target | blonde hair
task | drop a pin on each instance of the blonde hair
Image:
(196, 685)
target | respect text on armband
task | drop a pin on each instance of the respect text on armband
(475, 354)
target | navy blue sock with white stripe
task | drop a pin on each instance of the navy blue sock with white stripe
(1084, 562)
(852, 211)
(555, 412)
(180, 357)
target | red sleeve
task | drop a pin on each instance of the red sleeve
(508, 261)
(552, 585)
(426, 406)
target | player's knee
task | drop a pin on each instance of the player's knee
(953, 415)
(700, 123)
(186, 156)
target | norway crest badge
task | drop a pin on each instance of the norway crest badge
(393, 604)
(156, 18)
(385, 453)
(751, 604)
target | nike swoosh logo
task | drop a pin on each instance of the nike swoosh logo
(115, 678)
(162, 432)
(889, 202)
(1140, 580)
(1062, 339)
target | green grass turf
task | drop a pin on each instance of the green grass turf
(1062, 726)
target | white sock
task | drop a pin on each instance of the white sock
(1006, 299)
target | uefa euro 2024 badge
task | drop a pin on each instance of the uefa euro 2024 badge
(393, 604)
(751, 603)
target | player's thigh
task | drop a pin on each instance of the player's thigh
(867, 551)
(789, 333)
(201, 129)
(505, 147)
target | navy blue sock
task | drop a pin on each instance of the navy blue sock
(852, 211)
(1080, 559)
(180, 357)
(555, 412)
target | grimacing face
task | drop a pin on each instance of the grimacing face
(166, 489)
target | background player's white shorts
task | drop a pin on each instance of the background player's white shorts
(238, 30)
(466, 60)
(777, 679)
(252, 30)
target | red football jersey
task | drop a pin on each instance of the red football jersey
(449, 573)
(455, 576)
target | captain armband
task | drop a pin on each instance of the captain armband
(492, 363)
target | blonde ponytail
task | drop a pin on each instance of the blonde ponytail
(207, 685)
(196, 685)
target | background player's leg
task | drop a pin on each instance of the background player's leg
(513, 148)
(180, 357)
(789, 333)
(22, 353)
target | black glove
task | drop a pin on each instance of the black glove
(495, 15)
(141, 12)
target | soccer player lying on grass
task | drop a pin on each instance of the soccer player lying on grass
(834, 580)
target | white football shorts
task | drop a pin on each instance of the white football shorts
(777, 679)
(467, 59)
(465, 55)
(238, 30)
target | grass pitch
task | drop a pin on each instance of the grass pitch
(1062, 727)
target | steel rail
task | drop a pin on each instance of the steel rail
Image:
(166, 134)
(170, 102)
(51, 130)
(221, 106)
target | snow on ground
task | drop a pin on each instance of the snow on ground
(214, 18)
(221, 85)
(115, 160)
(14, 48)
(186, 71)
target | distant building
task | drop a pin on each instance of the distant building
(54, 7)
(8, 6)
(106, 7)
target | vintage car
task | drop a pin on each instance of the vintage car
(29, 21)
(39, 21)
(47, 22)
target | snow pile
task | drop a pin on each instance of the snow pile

--------------------------------------------------

*The task*: Whenever a line in the entries above includes the word "steel", pull that line out.

*Exercise response*:
target | steel rail
task | drop a pin on each instance of the steel rail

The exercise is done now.